▸ Given records

..........

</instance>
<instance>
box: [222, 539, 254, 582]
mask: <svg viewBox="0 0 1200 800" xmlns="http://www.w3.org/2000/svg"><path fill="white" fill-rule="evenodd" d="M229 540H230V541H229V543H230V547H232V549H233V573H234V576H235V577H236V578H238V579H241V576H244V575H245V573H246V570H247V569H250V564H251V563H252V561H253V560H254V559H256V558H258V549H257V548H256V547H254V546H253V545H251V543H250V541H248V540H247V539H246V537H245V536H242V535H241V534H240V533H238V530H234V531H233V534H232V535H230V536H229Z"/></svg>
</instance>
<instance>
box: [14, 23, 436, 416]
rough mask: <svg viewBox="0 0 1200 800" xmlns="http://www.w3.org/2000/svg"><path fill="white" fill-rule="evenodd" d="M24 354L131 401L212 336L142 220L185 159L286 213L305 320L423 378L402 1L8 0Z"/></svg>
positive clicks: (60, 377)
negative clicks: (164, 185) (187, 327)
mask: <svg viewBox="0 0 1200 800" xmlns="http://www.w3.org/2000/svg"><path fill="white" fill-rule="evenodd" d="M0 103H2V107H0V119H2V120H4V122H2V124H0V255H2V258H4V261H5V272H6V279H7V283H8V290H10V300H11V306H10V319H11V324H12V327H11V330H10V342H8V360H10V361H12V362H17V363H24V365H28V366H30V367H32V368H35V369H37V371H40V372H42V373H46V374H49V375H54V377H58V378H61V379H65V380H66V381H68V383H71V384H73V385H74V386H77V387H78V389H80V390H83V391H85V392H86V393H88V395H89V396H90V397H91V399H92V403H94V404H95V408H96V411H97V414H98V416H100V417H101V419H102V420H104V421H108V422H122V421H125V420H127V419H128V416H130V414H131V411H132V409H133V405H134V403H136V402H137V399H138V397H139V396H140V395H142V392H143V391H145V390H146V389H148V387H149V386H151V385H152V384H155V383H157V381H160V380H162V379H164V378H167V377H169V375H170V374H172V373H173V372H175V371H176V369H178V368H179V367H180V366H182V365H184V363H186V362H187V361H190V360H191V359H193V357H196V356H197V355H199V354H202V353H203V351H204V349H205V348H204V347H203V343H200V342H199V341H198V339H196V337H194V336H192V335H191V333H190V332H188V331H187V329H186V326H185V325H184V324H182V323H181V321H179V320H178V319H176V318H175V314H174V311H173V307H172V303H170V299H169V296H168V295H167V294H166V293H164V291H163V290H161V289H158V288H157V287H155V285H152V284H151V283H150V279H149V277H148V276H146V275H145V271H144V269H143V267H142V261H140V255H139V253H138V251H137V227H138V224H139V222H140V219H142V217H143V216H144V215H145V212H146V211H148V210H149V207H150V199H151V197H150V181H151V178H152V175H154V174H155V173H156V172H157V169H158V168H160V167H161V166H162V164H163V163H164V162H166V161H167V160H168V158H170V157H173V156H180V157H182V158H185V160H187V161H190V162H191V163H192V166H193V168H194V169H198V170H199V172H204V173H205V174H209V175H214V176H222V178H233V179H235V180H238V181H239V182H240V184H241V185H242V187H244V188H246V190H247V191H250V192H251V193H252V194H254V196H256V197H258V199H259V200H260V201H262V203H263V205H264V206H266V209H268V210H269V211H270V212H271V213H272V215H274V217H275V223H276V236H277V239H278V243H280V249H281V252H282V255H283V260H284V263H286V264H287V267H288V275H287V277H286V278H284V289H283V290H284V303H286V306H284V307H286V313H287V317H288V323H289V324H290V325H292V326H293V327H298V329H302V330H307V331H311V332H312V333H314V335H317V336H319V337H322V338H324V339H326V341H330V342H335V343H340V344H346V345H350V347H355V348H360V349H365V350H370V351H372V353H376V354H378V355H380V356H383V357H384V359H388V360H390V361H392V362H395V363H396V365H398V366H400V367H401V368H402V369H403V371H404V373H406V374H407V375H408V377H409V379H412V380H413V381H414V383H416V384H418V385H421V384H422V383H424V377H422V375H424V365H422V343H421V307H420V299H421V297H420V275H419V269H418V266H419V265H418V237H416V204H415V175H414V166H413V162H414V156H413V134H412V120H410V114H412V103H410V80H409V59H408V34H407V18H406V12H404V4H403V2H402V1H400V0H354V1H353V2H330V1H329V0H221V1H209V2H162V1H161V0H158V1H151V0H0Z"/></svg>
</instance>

..........

Every line of the material above should be set down again exactly.

▸ Final answer
</instance>
<instance>
box: [222, 539, 254, 582]
mask: <svg viewBox="0 0 1200 800" xmlns="http://www.w3.org/2000/svg"><path fill="white" fill-rule="evenodd" d="M229 540H230V541H229V543H230V547H232V549H233V573H234V576H235V577H236V578H238V579H241V576H244V575H245V573H246V570H247V569H250V564H251V563H252V561H253V560H254V559H256V558H258V549H257V548H256V547H254V546H253V545H251V543H250V541H248V540H247V539H246V537H245V536H242V535H241V534H240V533H238V530H234V531H233V534H232V535H230V536H229Z"/></svg>
</instance>
<instance>
box: [14, 23, 436, 416]
rough mask: <svg viewBox="0 0 1200 800" xmlns="http://www.w3.org/2000/svg"><path fill="white" fill-rule="evenodd" d="M24 354L131 401L212 336L142 220L185 159L286 213L305 320L423 378L402 1L8 0Z"/></svg>
positive clicks: (60, 377)
negative clicks: (164, 185) (187, 327)
mask: <svg viewBox="0 0 1200 800" xmlns="http://www.w3.org/2000/svg"><path fill="white" fill-rule="evenodd" d="M0 103H2V107H0V119H2V120H4V122H2V124H0V255H2V258H4V261H5V272H6V279H7V283H8V290H10V300H11V306H10V319H11V324H12V327H11V330H10V342H8V360H10V361H12V362H17V363H24V365H28V366H30V367H32V368H35V369H37V371H40V372H42V373H46V374H49V375H54V377H58V378H61V379H65V380H66V381H68V383H71V384H73V385H74V386H77V387H78V389H80V390H83V391H85V392H86V393H88V395H89V396H90V397H91V399H92V403H94V404H95V408H96V411H97V414H98V416H100V417H101V419H102V420H104V421H108V422H122V421H125V420H127V419H128V416H130V414H131V411H132V409H133V405H134V403H136V402H137V399H138V397H139V396H140V395H142V392H143V391H145V390H146V389H148V387H149V386H151V385H152V384H155V383H157V381H160V380H162V379H164V378H167V377H169V375H170V374H172V373H173V372H175V371H176V369H178V368H179V367H180V366H182V365H184V363H186V362H187V361H190V360H191V359H193V357H196V356H197V355H199V354H202V353H203V351H204V349H205V348H204V347H203V343H200V342H199V341H198V339H196V337H194V336H192V335H191V333H190V332H188V331H187V329H186V326H185V325H184V324H182V323H181V321H179V320H178V319H176V318H175V314H174V311H173V307H172V303H170V299H169V296H168V295H167V294H166V293H164V291H163V290H161V289H158V288H157V287H155V285H152V284H151V283H150V279H149V277H148V276H146V275H145V271H144V269H143V267H142V261H140V255H139V253H138V251H137V227H138V224H139V222H140V219H142V217H143V216H144V215H145V212H146V211H148V210H149V207H150V199H151V197H150V181H151V178H152V175H154V174H155V173H156V172H157V169H158V168H160V167H161V166H162V164H163V163H164V162H166V161H167V160H168V158H170V157H173V156H180V157H182V158H185V160H187V161H190V162H191V163H192V166H193V168H194V169H198V170H199V172H204V173H205V174H209V175H214V176H222V178H233V179H235V180H238V181H239V182H240V184H241V185H242V187H244V188H246V190H247V191H250V192H251V193H252V194H254V196H256V197H258V199H259V200H260V201H262V203H263V205H264V206H266V209H268V210H269V211H270V212H271V213H272V215H274V217H275V223H276V236H277V239H278V243H280V249H281V252H282V255H283V260H284V263H286V264H287V267H288V275H287V277H286V278H284V289H283V290H284V303H286V306H284V307H286V313H287V317H288V323H289V324H290V325H292V326H293V327H298V329H302V330H307V331H311V332H312V333H314V335H317V336H319V337H322V338H324V339H326V341H330V342H335V343H340V344H346V345H350V347H355V348H360V349H365V350H370V351H372V353H376V354H378V355H380V356H383V357H384V359H388V360H390V361H392V362H395V363H396V365H398V366H400V367H401V368H402V369H403V371H404V373H406V374H407V375H408V377H409V379H412V380H413V381H414V383H416V384H418V385H421V384H422V383H424V377H422V375H424V365H422V343H421V307H420V299H421V297H420V275H419V269H418V266H419V265H418V237H416V204H415V175H414V166H413V162H414V156H413V134H412V120H410V114H412V103H410V80H409V59H408V34H407V18H406V12H404V4H403V2H402V1H400V0H354V1H353V2H330V1H329V0H221V1H209V2H162V1H161V0H158V1H151V0H0Z"/></svg>
</instance>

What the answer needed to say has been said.